→ SUPPLIED TEXT:
• • • •

Cancer has always been a significant health burden and is increasing in prevalence. In fact, almost everyone can recall a friend or family member who has been diagnosed with cancer. Therapy against this group of diseases is constantly improving, but it is costly and may pose significant side effects on the body's healthy cells. Such drawbacks have pushed scientists to explore all possible sources of chemicals which may be used as drugs for treating cancer.

Recent research has demonstrated that plants belonging to the genus Solanum may be a potential source of anti-cancer agents. This large genus of plants includes tomatoes, eggplants and most notably potatoes. Under conditions of stress, particularly insect infestations, such plants produce chemicals known as steroidal glycoalkaloids to hoard off their predators. These chemicals have been known to humanity for centuries, often having been mentioned in literature for toxicity in humans. In Romeo and Juliet, Friar Laurence gives Juliette a mystery concoction to emulate death, in order to trick Romeo into thinking she had died, which inevitably caused him to take his own life. William Shakespeare is most likely referring to the plant called nightshade (Atropa belladonna), which is part of the genus Solanum, since in 1597, in the book The Herbal or General Historie of Plantes John Gerarde documented that minimal quantities of nightshade may induce madness, while moderate amounts will cause a "dead sleepe" and kills in abundance.

Attentive readers may be beginning to wonder how Solanum vegetables are consumed daily across the globe if they contain such toxic chemicals. It all has to do with the concentration of steroidal glycoalkaloids within the vegetables. For example, potatoes have minute quantities of these chemicals, making them safe for consumption. However, the concentration of steroidal glycoalkaloids is not equal across all parts of the potato, with sprouts having the highest concentration. Potato sprouting is commonly known as a sign of imminent spoilage; however, the potatoes are still safe to eat as long as the sprouts are removed. Similarly, greening of the potato peel (which when unintentionally cooked gives potatoes a bitter taste) is often thought to be the growth of mould. In actual fact such greening is indicative of increased steroidal glycoalkaloid production and removing the green peel makes the potato safe to consume. However, it is worth noting that consumption of spoiled potatoes has been attributed to adverse health effects, mainly affecting the gastrointestinal and nervous systems. Consumption of spoiled potatoes during pregnancy has been associated with an increased risk of the foetus developing neural tube defects, such as spina bifida and anencephaly. Although, this link has been made using epidemiological data and experimental evidence is still inconclusive.

• • • •

→ INFORMATION GIVEN:

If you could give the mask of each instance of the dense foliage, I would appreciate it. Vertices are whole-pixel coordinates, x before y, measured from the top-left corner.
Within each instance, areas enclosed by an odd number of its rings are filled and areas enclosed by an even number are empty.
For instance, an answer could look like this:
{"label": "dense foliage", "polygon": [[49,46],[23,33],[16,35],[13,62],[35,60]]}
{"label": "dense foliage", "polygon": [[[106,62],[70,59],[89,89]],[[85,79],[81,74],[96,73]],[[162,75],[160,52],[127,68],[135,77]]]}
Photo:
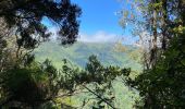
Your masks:
{"label": "dense foliage", "polygon": [[128,76],[125,80],[143,97],[143,102],[136,102],[137,108],[184,108],[185,2],[149,0],[141,4],[151,47],[144,52],[148,53],[144,72],[134,80]]}

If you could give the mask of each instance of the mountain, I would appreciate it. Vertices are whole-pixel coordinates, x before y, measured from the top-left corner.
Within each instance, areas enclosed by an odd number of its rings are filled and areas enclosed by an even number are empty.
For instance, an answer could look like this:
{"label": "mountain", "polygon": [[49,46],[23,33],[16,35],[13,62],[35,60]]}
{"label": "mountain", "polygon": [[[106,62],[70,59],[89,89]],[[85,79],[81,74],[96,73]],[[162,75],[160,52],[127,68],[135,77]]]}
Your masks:
{"label": "mountain", "polygon": [[[125,49],[126,48],[126,49]],[[67,59],[81,68],[85,68],[88,57],[96,55],[103,65],[119,65],[121,68],[132,68],[134,71],[140,71],[141,65],[136,59],[138,59],[138,52],[136,47],[124,46],[124,50],[116,49],[115,44],[109,43],[75,43],[74,45],[63,47],[54,41],[49,41],[40,45],[35,50],[37,61],[45,61],[49,59],[52,63],[60,69],[62,60]],[[133,56],[135,58],[133,58]],[[139,99],[138,93],[131,90],[123,84],[122,80],[113,82],[113,88],[115,93],[115,106],[119,109],[133,109],[134,101]],[[70,102],[74,106],[82,106],[82,101],[85,98],[89,98],[87,94],[79,94],[70,99]],[[89,109],[86,107],[84,109]]]}
{"label": "mountain", "polygon": [[57,68],[62,65],[62,60],[67,59],[73,64],[85,68],[88,57],[96,55],[104,65],[119,65],[121,68],[140,69],[140,64],[130,56],[137,48],[125,46],[124,52],[116,51],[114,44],[111,43],[75,43],[64,47],[54,41],[45,43],[35,50],[36,60],[44,61],[49,59]]}

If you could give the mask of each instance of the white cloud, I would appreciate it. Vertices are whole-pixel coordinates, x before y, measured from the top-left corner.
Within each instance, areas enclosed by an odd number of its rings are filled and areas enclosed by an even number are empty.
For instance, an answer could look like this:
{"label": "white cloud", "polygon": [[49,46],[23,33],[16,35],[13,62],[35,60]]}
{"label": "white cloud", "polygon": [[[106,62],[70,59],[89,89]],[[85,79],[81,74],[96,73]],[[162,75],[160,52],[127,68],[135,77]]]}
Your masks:
{"label": "white cloud", "polygon": [[92,35],[79,33],[79,37],[77,40],[85,43],[115,43],[119,40],[119,36],[115,34],[99,31]]}

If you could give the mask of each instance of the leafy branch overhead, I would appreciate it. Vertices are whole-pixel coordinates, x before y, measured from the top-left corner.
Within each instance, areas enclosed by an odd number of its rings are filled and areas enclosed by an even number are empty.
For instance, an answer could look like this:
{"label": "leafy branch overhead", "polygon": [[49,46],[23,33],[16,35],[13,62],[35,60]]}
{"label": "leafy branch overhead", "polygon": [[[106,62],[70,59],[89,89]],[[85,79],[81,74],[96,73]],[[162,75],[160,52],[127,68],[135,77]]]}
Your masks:
{"label": "leafy branch overhead", "polygon": [[0,17],[9,28],[14,28],[18,47],[35,48],[51,34],[42,20],[48,19],[60,27],[59,39],[63,45],[73,44],[78,35],[82,11],[70,0],[1,0]]}

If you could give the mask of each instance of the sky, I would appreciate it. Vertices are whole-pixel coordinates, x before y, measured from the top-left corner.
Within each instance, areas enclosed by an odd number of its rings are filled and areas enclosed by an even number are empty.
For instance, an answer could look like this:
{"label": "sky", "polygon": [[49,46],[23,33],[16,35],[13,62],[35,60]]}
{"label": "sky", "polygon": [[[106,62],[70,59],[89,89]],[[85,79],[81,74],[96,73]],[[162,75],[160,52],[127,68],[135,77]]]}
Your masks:
{"label": "sky", "polygon": [[82,8],[81,41],[115,41],[123,29],[119,25],[121,3],[116,0],[72,0]]}
{"label": "sky", "polygon": [[[114,43],[119,39],[132,41],[128,29],[123,29],[115,14],[122,10],[119,0],[71,0],[82,8],[78,41]],[[51,32],[55,28],[50,28]]]}

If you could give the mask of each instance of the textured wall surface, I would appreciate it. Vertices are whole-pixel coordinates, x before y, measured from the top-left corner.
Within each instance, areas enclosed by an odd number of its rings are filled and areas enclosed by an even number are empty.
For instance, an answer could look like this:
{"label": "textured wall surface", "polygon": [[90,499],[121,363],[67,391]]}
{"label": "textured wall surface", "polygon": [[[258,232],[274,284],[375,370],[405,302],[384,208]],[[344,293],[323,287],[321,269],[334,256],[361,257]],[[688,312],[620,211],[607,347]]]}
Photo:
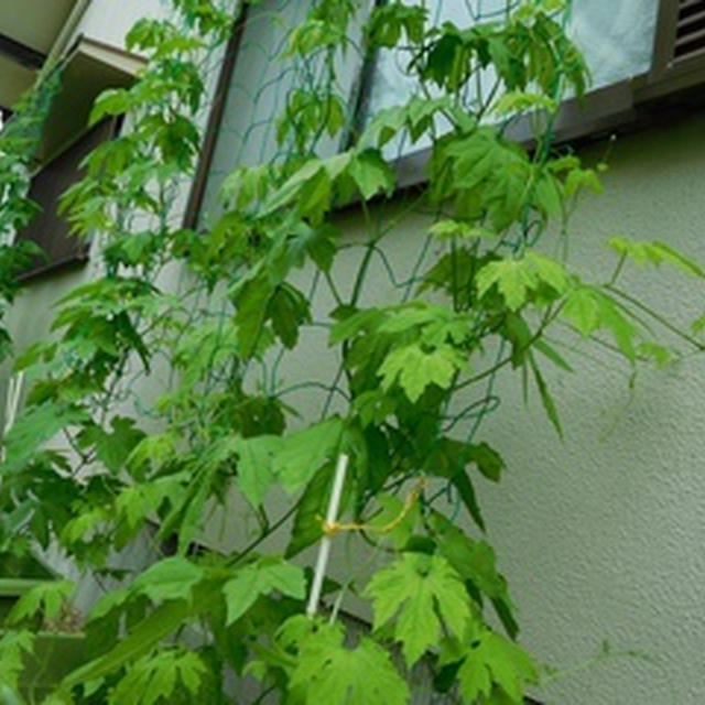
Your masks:
{"label": "textured wall surface", "polygon": [[[615,234],[662,239],[705,262],[704,133],[705,117],[695,116],[612,145],[607,194],[584,200],[574,220],[572,256],[586,275],[611,265],[603,242]],[[605,149],[586,156],[597,161]],[[357,216],[346,218],[351,232]],[[412,216],[392,243],[402,272],[422,223]],[[351,264],[338,265],[341,276]],[[698,282],[669,273],[628,276],[681,323],[705,310]],[[48,302],[76,281],[64,275],[30,284],[10,317],[22,343],[41,334]],[[388,293],[380,267],[375,297]],[[705,702],[705,358],[644,371],[630,391],[625,365],[589,350],[584,357],[588,348],[579,345],[571,354],[578,373],[550,379],[563,444],[538,404],[523,405],[517,380],[500,384],[501,408],[479,436],[500,448],[509,466],[499,487],[481,488],[490,539],[512,586],[524,643],[564,671],[541,694],[546,702],[697,705]],[[326,379],[334,360],[312,365],[306,357],[286,375],[311,378],[312,367]],[[643,658],[612,655],[585,668],[605,639],[615,654]]]}

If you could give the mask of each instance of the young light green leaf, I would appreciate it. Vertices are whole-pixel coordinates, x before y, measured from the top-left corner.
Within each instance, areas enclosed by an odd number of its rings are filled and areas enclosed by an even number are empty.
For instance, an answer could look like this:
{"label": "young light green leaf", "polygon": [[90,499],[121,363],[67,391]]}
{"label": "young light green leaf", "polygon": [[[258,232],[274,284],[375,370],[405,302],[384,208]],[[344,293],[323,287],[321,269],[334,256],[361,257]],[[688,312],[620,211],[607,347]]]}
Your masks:
{"label": "young light green leaf", "polygon": [[705,271],[697,262],[682,252],[658,240],[651,242],[634,242],[623,238],[611,238],[607,241],[609,247],[622,257],[628,257],[632,262],[643,267],[644,264],[670,264],[686,274],[705,276]]}
{"label": "young light green leaf", "polygon": [[262,503],[276,480],[272,463],[281,446],[282,440],[279,436],[237,438],[235,443],[234,449],[239,457],[238,487],[252,507]]}
{"label": "young light green leaf", "polygon": [[512,704],[521,705],[524,683],[536,683],[533,660],[521,647],[494,631],[484,632],[466,652],[458,671],[460,693],[468,703],[488,696],[491,683],[499,685]]}
{"label": "young light green leaf", "polygon": [[341,432],[343,420],[333,416],[282,438],[272,468],[288,492],[301,489],[335,456]]}
{"label": "young light green leaf", "polygon": [[21,621],[41,615],[42,619],[56,619],[62,608],[74,594],[76,585],[70,581],[46,581],[32,587],[14,604],[7,622],[17,625]]}
{"label": "young light green leaf", "polygon": [[529,291],[538,284],[536,275],[525,259],[503,259],[486,264],[477,274],[477,293],[484,296],[497,284],[510,311],[519,310],[527,301]]}
{"label": "young light green leaf", "polygon": [[458,637],[473,618],[460,576],[443,557],[404,553],[379,571],[365,594],[372,599],[375,629],[395,618],[394,638],[413,665],[445,627]]}
{"label": "young light green leaf", "polygon": [[399,381],[410,401],[416,402],[430,384],[447,389],[455,372],[464,365],[462,355],[451,346],[440,346],[425,352],[414,344],[394,348],[377,373],[382,378],[382,389],[388,390]]}
{"label": "young light green leaf", "polygon": [[153,601],[184,599],[191,601],[193,588],[204,578],[204,571],[186,558],[164,558],[142,573],[133,583],[134,594]]}
{"label": "young light green leaf", "polygon": [[409,685],[389,652],[368,637],[355,649],[344,646],[343,639],[337,625],[326,625],[301,641],[290,682],[297,702],[406,705]]}

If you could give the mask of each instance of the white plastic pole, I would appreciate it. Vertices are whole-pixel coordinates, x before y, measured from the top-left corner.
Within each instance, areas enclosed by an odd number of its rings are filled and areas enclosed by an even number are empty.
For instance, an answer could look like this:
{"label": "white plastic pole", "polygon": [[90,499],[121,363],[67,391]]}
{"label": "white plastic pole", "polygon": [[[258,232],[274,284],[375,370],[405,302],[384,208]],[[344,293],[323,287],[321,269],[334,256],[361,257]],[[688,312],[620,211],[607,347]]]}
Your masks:
{"label": "white plastic pole", "polygon": [[[333,479],[333,491],[330,492],[330,501],[328,502],[328,513],[326,514],[326,525],[330,527],[337,521],[338,510],[340,509],[340,497],[343,496],[343,487],[345,485],[345,474],[348,469],[349,457],[343,453],[338,457],[338,465]],[[313,575],[311,585],[311,595],[308,597],[308,607],[306,615],[313,617],[318,610],[318,601],[321,600],[321,589],[323,588],[323,579],[326,575],[328,566],[328,556],[330,555],[330,536],[324,535],[318,549],[318,560],[316,561],[316,571]]]}

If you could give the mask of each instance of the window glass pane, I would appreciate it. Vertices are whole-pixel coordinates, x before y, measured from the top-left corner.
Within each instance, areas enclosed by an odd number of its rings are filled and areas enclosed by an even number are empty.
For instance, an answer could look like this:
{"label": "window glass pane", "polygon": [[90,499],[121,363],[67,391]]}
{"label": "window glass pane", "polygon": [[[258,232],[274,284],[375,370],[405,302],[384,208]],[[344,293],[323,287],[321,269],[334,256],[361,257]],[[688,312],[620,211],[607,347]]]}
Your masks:
{"label": "window glass pane", "polygon": [[[291,30],[307,10],[302,0],[250,7],[210,162],[202,217],[217,210],[225,177],[238,165],[276,159],[276,118],[294,85],[294,65],[281,61]],[[278,59],[279,57],[279,59]]]}
{"label": "window glass pane", "polygon": [[[567,33],[578,45],[590,69],[589,89],[601,88],[649,70],[660,0],[573,0],[566,17]],[[508,0],[430,0],[431,20],[435,24],[451,21],[458,26],[501,20],[519,2]],[[366,113],[405,102],[417,87],[404,70],[409,61],[403,52],[379,53],[371,86],[368,87]],[[481,77],[480,89],[491,88],[494,77]],[[470,94],[471,102],[475,96]],[[416,147],[423,147],[417,144]],[[397,144],[405,152],[408,145]]]}
{"label": "window glass pane", "polygon": [[[283,161],[291,144],[280,145],[276,132],[292,90],[319,94],[326,82],[322,56],[284,55],[291,32],[305,20],[311,7],[311,0],[261,0],[249,6],[210,162],[202,221],[217,217],[218,194],[235,167]],[[359,42],[362,17],[351,23],[355,42]],[[332,90],[348,106],[349,118],[355,117],[354,91],[362,64],[359,51],[336,55],[336,82]],[[317,153],[338,152],[340,140],[339,135],[332,139],[321,135]]]}

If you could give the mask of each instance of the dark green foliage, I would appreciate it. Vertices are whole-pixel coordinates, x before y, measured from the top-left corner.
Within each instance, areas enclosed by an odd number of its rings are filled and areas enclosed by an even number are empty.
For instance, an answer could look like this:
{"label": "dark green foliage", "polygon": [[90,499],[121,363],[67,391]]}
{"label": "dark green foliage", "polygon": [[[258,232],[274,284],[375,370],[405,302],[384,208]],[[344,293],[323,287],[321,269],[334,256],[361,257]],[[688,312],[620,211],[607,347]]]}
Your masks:
{"label": "dark green foliage", "polygon": [[[547,330],[564,324],[612,345],[630,366],[663,364],[670,352],[653,340],[643,307],[617,288],[622,264],[703,276],[659,242],[614,239],[620,259],[607,285],[582,281],[546,254],[555,248],[536,249],[553,237],[550,225],[565,225],[577,193],[600,189],[596,172],[551,147],[564,90],[582,95],[586,82],[560,2],[529,1],[469,28],[430,26],[422,3],[382,3],[365,23],[367,51],[400,47],[424,90],[371,116],[333,156],[322,156],[323,141],[354,132],[347,96],[335,91],[336,61],[354,51],[359,8],[312,6],[282,61],[317,62],[323,85],[303,82],[289,94],[278,129],[288,158],[238,166],[204,232],[174,225],[174,193],[200,147],[202,53],[221,46],[230,14],[208,0],[173,0],[173,20],[140,21],[128,44],[149,55],[148,68],[94,108],[93,121],[129,113],[130,130],[87,158],[63,207],[78,236],[100,235],[105,275],[64,297],[52,340],[18,360],[33,386],[4,438],[0,485],[2,550],[54,542],[121,584],[88,615],[90,660],[53,703],[229,702],[223,687],[232,669],[256,676],[262,697],[275,692],[291,705],[401,705],[408,670],[422,659],[438,692],[468,704],[521,703],[540,673],[514,642],[512,600],[481,539],[476,492],[507,469],[478,440],[494,382],[514,373],[528,395],[532,380],[549,422],[567,433],[544,364],[572,366]],[[464,102],[486,69],[498,90]],[[506,130],[527,111],[542,128],[532,153]],[[369,202],[393,196],[384,147],[401,135],[432,141],[419,196],[432,213],[430,245],[400,297],[381,301],[369,265],[387,262],[392,228]],[[0,165],[10,159],[13,167],[0,169],[0,234],[32,213],[13,171],[18,159],[29,163],[15,139],[10,130],[0,138]],[[366,230],[356,241],[334,223],[340,205],[359,205]],[[400,237],[417,247],[413,234]],[[361,251],[360,264],[343,282],[336,262],[348,249]],[[0,249],[8,302],[26,256]],[[164,284],[167,268],[184,272],[176,294]],[[318,285],[335,302],[329,314],[319,311]],[[0,335],[1,350],[7,343]],[[318,376],[324,358],[338,367],[329,384]],[[312,380],[288,387],[283,359]],[[140,395],[138,381],[159,393]],[[305,417],[290,405],[296,391],[316,392],[315,416],[311,405]],[[344,517],[324,525],[341,453],[350,458]],[[272,498],[283,495],[281,509]],[[215,512],[225,539],[213,539]],[[336,576],[345,585],[326,582],[326,605],[338,601],[333,623],[303,615],[312,579],[304,550],[326,532],[360,534],[381,563],[371,578],[356,566]],[[115,565],[145,538],[163,555],[134,572]],[[33,594],[18,621],[61,611],[67,586],[58,585],[63,593]],[[346,634],[336,622],[347,590],[370,603],[370,633]],[[507,637],[488,626],[488,605]],[[0,640],[0,683],[10,692],[31,641],[23,632]]]}

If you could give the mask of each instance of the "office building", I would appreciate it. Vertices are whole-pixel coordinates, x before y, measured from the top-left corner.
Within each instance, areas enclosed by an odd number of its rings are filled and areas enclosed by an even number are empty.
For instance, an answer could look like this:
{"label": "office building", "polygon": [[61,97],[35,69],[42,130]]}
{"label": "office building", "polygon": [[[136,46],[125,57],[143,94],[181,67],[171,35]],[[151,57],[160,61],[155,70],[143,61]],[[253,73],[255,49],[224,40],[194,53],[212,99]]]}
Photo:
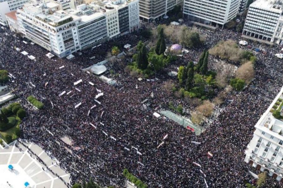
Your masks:
{"label": "office building", "polygon": [[250,5],[243,34],[251,39],[283,44],[282,0],[257,0]]}
{"label": "office building", "polygon": [[139,0],[140,17],[144,21],[158,20],[175,6],[182,3],[182,0]]}
{"label": "office building", "polygon": [[60,57],[94,46],[139,27],[138,2],[97,0],[63,10],[54,1],[25,4],[11,18],[12,30]]}
{"label": "office building", "polygon": [[272,113],[277,111],[283,115],[282,93],[283,87],[255,126],[245,161],[283,182],[283,120]]}
{"label": "office building", "polygon": [[5,14],[22,7],[24,4],[29,2],[30,0],[0,0],[0,24],[8,25]]}
{"label": "office building", "polygon": [[185,0],[183,13],[189,20],[223,27],[235,18],[239,0]]}

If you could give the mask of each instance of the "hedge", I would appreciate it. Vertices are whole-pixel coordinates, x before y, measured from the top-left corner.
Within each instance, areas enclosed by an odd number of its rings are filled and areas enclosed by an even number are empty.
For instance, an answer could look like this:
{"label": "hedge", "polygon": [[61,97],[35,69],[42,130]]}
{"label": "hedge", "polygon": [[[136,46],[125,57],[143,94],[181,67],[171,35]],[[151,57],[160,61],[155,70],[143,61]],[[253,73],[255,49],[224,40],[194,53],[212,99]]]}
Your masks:
{"label": "hedge", "polygon": [[33,96],[31,95],[29,96],[27,99],[29,102],[39,109],[42,108],[44,105],[43,103],[37,100]]}
{"label": "hedge", "polygon": [[123,174],[126,178],[134,184],[138,188],[147,188],[147,185],[143,183],[132,174],[129,172],[127,169],[125,169],[123,170]]}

• • • •

→ DIRECTIONS FOR THIS TASK:
Answer these from the text on Solanum plants and cancer.
(a) What two drawbacks of cancer therapy does it name?
(b) Under what conditions do Solanum plants produce steroidal glycoalkaloids?
(c) Which part of the potato has the highest concentration of these chemicals?

→ EXPECTED ANSWER:
(a) It is costly and may pose significant side effects on the body's healthy cells.
(b) Under conditions of stress, particularly insect infestations.
(c) The sprouts.